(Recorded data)
--- START ---
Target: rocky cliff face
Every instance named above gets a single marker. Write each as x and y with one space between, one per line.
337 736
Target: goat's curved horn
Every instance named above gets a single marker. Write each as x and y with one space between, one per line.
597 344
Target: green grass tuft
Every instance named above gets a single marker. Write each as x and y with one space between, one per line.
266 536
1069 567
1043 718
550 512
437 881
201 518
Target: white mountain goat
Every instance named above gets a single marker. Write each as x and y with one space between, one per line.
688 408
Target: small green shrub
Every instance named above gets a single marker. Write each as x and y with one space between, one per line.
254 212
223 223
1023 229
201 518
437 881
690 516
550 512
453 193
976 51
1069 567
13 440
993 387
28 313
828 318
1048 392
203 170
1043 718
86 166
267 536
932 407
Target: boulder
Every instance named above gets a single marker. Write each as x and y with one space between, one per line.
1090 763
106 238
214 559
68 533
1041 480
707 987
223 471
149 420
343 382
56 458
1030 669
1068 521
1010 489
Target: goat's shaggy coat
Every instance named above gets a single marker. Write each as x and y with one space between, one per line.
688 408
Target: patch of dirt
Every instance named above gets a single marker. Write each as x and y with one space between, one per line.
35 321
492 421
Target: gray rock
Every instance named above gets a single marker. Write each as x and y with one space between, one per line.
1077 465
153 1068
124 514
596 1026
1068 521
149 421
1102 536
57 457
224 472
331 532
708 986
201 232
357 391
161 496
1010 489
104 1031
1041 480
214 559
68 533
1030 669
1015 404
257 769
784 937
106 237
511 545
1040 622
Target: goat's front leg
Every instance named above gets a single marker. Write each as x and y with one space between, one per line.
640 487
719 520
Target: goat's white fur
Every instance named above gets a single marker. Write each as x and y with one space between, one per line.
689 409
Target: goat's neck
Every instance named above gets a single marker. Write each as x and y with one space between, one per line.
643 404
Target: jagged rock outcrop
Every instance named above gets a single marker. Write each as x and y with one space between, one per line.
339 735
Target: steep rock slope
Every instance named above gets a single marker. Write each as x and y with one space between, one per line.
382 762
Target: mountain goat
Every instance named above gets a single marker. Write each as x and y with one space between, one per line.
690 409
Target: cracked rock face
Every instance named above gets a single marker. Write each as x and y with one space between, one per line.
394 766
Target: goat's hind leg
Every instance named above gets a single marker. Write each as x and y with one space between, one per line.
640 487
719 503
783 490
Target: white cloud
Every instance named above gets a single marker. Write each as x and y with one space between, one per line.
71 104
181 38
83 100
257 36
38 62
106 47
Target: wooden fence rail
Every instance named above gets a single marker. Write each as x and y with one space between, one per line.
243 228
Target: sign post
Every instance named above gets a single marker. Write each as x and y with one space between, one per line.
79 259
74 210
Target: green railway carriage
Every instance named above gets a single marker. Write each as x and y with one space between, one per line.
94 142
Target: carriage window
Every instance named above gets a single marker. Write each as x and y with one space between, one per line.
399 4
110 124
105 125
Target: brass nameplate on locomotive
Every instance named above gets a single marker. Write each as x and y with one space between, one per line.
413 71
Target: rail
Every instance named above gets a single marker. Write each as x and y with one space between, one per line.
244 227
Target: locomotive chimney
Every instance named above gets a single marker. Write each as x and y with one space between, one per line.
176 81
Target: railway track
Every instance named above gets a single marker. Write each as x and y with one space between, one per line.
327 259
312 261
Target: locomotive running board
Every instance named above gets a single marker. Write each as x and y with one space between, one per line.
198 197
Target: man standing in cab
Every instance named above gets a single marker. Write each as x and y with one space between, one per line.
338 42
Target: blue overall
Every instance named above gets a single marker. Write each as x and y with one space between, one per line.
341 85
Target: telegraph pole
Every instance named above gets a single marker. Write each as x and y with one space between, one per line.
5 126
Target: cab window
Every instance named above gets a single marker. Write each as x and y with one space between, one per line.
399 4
--- END ---
TASK TO CARRY OUT:
All of the entries above should be transcribed exactly, line for line.

TASK RESULT:
Target: rocky cliff face
Every instance named above gets a single marker. Write each as x and y with one space between, one per line.
337 736
Target: goat's curved horn
Every instance named above gets a single marker. Write each as x and y with one space between, one per line.
597 344
Target: green grass tuft
Every instance named above gets a single marker. Write each as x and y with one space between, one per line.
266 536
1069 567
1043 718
550 512
437 881
201 518
Target: white mountain goat
Every instance named above gets a single marker. Write each as x and y with one space between, one per line.
688 408
Target: small green shrub
Every instance named above gets a single marker. Write each as x and y with one space between, one per line.
254 212
223 223
1023 229
201 518
437 881
690 516
550 512
453 193
976 51
1069 567
13 440
993 387
28 313
828 318
1048 392
203 170
1043 718
86 166
267 536
932 407
Target: boulder
Every instance named above gets a single marker. Write each as x and y with one space between, one per line.
1090 763
106 238
214 559
68 533
1041 480
707 987
223 471
149 420
343 382
56 458
1030 669
1068 521
1010 489
Target: goat's shaggy coat
Every instance named above gets a single marker. Write each as x and y with one space between, one per line.
688 408
Target: patch of dirt
Every instance named above gets a single marker. Write each as x and y with one space between, one per line.
35 321
492 421
Target: gray rock
Every instance named above gets a single marker. Write each as x and y with one space between, one per line.
1077 465
153 1068
124 514
596 1026
1068 521
149 421
1102 536
57 457
224 472
331 532
708 986
201 232
357 391
161 496
1010 489
104 1031
1041 480
214 559
68 533
1030 669
1015 404
257 769
784 937
106 237
511 545
1040 622
Target: goat's front leg
Every instance named above gets a single marker. Write each as x and y with one space between, one per line.
640 487
719 520
Target: goat's white fur
Every instance named above gets a single marker. Write each as x and y with one space between, one per line.
689 409
Target: goat's neck
Every instance named above gets a single marker. Write each as x and y with one space between, one per line.
643 404
Target: jagged rock outcrop
Every instance named above gets a single marker. Write each as x and y with one space between, one per line.
339 735
Target: steep rock slope
Every instance named above gets a single marker. Write each as x and y with one space between, one per line.
382 762
Target: mountain goat
Every instance named above gets a single marker. Write each as x and y with one space between, one per line.
690 409
Target: cracked rock face
Every instance named above gets a single marker. Write each as x and y with one space between, one per line.
394 766
Target: goat's hind leg
Every instance named above gets a single marker. Write each as x and y with one space between, one per line.
640 487
719 503
783 490
Target: white cloud
Every instance named above gets a single marker. Write each as x and y with one space between, one per line.
71 104
181 38
83 100
257 36
38 62
106 47
Target: wooden fence rail
Every instance named above gets a single marker. Write each as x and y with one space between, one per line.
243 228
Target: sign post
Every instance named above gets a single marker. Write each as x and y with one space between, one per line.
79 259
74 210
Target: green railway carriage
Every instance named above gets a single marker. Write each as x and y with one space between, one per line.
94 142
Target: carriage window
Every instance named above gets a single marker. Write each as x and y with one space between, one per line.
399 4
110 124
105 125
Target: brass nameplate on locomotive
Every instance named above gets a single marker. Write each as x and y with one space between, one per line.
413 71
Target: rail
Every instance named above gets a single marker. Write each as x and y with one space between, one per line.
244 227
Target: locomotive chimney
Every instance named above gets a single marker. Write each as x and y with one space between, one per line.
176 81
Target: railway track
Every instance named above gets a single marker. Write each as x and y with one space between, one per line.
327 259
312 261
Target: locomotive running board
Every instance named above gets a single marker. Write each as x and y with one space between, one per line.
198 197
Target: man standing in cab
Every instance named above gets a single marker. Write each as x and y with one space between, one per line.
338 42
Target: blue overall
Every instance named above gets a single marker. Write each as x and y with one space between, one per line.
341 85
Target: telegraph pole
Every instance named above gets a single marker. Write each as x and y with one space between, one per line.
5 126
Target: cab window
Every instance named above gets a single marker. Write each as x and y with one space between, one per line.
399 4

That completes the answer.